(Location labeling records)

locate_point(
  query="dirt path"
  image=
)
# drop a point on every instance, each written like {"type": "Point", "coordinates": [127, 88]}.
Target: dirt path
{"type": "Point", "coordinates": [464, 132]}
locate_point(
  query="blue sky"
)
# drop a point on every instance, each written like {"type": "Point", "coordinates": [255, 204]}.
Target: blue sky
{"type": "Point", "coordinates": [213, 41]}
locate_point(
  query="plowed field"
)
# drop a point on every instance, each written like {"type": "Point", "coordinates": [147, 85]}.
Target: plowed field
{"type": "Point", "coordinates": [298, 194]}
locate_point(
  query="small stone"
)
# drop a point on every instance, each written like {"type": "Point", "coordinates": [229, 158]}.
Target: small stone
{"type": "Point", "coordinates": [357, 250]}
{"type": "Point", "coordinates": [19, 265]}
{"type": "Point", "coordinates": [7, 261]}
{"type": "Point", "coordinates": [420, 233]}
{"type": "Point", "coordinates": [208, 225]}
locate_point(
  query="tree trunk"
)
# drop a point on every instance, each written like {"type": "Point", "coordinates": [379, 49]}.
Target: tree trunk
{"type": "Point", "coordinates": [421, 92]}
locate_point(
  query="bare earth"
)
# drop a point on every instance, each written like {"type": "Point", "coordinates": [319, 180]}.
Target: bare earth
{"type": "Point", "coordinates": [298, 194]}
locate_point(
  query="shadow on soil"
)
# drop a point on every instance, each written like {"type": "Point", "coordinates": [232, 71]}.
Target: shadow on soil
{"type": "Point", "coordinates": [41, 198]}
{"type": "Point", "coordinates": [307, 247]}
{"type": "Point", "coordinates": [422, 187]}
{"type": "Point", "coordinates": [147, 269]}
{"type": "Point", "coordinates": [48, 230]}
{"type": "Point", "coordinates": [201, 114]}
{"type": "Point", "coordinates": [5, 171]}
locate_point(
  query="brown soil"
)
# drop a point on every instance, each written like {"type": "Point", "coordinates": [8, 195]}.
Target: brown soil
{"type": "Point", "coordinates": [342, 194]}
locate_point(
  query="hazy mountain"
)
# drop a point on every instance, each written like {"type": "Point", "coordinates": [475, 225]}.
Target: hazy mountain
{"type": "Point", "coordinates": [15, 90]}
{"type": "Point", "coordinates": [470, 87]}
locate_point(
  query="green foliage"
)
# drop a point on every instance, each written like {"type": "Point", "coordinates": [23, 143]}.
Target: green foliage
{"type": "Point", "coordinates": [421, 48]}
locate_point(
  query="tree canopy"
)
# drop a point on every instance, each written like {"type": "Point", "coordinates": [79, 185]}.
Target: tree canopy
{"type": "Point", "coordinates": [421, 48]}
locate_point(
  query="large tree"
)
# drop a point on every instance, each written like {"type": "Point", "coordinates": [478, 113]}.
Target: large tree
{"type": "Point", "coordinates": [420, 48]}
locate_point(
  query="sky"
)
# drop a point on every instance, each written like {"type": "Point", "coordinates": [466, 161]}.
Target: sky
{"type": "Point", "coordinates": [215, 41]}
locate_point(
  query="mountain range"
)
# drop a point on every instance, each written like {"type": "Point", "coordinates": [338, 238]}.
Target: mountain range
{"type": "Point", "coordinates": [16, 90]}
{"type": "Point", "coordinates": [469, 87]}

...

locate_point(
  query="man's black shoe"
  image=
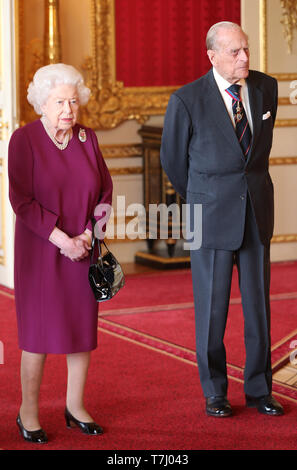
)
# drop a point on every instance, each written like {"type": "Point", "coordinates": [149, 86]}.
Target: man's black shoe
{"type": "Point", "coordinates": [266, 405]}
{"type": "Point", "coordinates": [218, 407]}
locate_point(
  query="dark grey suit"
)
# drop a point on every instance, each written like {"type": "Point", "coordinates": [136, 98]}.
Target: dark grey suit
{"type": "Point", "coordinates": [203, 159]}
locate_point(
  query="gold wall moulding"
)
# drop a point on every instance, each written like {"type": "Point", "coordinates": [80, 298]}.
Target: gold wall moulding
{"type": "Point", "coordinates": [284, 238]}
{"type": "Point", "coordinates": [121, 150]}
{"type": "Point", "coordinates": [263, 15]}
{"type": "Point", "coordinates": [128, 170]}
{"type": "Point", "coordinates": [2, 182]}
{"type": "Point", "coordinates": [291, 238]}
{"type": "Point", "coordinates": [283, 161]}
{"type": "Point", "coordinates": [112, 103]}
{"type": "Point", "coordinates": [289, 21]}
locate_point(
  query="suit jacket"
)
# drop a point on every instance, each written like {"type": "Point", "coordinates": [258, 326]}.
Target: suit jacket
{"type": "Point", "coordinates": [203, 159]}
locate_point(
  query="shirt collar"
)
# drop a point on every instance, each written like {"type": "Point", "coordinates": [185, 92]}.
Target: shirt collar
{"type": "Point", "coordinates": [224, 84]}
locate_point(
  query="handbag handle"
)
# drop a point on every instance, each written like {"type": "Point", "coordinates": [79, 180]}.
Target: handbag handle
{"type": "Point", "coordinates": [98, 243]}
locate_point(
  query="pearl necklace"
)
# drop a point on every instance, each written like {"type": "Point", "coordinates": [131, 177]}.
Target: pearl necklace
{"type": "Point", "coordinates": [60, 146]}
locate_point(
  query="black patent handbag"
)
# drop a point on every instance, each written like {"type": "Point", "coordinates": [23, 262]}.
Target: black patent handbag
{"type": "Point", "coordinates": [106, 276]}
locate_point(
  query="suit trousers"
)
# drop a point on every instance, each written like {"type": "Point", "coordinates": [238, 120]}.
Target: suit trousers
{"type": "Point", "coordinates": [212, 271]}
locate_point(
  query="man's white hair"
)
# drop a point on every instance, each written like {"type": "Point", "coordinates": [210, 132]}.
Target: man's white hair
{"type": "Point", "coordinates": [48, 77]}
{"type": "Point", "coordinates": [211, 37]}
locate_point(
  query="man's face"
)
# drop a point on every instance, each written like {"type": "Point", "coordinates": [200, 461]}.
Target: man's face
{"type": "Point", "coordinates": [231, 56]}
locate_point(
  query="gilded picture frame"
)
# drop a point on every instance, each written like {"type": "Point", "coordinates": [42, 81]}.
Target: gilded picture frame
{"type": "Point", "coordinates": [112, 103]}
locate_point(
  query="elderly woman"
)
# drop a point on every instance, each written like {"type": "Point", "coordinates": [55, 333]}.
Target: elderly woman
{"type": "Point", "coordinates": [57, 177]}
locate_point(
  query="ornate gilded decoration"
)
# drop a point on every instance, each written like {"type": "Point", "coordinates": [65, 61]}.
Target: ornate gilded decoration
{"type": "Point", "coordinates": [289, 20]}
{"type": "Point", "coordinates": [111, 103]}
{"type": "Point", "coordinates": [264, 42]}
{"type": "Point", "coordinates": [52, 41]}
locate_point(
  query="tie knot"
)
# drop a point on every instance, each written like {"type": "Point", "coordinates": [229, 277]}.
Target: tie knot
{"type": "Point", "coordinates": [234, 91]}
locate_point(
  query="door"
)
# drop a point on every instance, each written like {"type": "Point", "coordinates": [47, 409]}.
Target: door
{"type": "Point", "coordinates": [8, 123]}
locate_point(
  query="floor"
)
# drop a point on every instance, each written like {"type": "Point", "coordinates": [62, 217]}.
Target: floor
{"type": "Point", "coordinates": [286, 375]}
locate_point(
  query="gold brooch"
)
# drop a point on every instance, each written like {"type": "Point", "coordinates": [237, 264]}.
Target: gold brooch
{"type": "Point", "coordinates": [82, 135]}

==

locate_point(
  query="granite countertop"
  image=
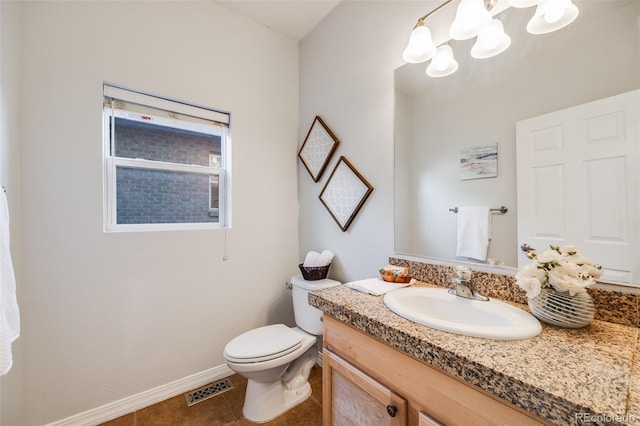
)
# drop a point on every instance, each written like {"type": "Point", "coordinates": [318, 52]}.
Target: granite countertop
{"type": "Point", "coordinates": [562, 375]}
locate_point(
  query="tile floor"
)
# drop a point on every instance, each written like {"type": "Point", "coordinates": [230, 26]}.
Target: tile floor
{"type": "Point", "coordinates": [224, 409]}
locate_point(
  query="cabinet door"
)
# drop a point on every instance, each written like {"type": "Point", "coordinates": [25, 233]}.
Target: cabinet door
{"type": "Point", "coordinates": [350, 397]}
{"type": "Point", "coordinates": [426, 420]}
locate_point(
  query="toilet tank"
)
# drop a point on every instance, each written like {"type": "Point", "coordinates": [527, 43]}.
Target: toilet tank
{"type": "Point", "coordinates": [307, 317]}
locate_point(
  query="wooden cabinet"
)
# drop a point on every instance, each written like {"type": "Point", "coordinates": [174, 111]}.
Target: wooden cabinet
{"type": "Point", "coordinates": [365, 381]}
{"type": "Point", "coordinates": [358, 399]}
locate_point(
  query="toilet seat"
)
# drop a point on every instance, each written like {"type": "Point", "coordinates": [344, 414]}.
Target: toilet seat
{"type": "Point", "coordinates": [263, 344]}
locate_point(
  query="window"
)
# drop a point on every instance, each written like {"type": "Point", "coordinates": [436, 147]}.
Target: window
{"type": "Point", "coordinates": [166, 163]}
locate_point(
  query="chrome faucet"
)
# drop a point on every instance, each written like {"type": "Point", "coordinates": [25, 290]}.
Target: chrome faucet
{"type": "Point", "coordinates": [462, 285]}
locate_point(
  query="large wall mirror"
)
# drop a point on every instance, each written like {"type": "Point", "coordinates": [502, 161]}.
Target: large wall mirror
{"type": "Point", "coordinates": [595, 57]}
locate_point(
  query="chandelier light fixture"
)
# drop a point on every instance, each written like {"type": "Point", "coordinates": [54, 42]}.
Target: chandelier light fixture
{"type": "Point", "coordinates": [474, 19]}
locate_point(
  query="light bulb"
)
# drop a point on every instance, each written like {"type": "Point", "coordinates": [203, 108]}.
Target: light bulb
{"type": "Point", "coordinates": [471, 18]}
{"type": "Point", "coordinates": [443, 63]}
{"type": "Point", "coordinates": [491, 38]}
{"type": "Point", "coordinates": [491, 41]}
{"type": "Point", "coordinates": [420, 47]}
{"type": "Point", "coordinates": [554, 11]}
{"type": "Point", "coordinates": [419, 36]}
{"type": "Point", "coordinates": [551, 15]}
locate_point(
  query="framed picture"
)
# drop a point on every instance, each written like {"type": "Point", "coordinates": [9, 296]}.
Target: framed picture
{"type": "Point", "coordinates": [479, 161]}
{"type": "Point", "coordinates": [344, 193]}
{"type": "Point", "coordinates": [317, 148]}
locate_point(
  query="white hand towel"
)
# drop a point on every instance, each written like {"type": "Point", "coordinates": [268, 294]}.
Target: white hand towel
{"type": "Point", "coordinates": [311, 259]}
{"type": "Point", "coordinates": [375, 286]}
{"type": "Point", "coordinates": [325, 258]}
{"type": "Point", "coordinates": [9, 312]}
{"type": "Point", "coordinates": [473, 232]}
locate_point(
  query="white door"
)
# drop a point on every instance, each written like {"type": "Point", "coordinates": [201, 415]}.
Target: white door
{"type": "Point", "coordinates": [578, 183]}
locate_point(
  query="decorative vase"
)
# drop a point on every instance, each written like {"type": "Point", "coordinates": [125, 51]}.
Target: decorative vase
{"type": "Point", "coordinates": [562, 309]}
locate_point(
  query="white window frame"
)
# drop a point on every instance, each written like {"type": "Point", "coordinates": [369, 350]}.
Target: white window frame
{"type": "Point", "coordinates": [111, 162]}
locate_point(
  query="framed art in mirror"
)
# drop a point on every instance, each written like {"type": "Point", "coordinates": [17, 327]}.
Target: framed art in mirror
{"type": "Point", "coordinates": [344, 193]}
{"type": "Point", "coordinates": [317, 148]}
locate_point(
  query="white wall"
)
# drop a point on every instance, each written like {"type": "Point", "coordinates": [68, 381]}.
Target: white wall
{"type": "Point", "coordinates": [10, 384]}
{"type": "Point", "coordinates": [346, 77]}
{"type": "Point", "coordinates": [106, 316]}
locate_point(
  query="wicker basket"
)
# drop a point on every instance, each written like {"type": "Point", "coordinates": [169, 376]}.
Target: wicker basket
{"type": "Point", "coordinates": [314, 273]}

» **Required work**: Pull out every line of the records above that contains the word "shirt", and copy each one without changing it.

» **Problem solution**:
  query="shirt collar"
Target: shirt collar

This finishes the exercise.